==== Records for this exercise

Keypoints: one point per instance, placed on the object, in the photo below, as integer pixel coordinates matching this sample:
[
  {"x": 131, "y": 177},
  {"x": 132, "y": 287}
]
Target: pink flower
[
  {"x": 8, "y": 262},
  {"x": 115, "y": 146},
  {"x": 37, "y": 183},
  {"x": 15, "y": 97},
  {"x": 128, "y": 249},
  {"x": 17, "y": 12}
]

========

Everything in the listing above should be restated exactly.

Keypoints: one point per instance, placed on the object, in the photo below, as integer pixel coordinates matching this sample:
[
  {"x": 131, "y": 177},
  {"x": 132, "y": 287}
]
Target: pink flower
[
  {"x": 8, "y": 262},
  {"x": 115, "y": 146},
  {"x": 37, "y": 183},
  {"x": 15, "y": 97},
  {"x": 128, "y": 249},
  {"x": 17, "y": 12}
]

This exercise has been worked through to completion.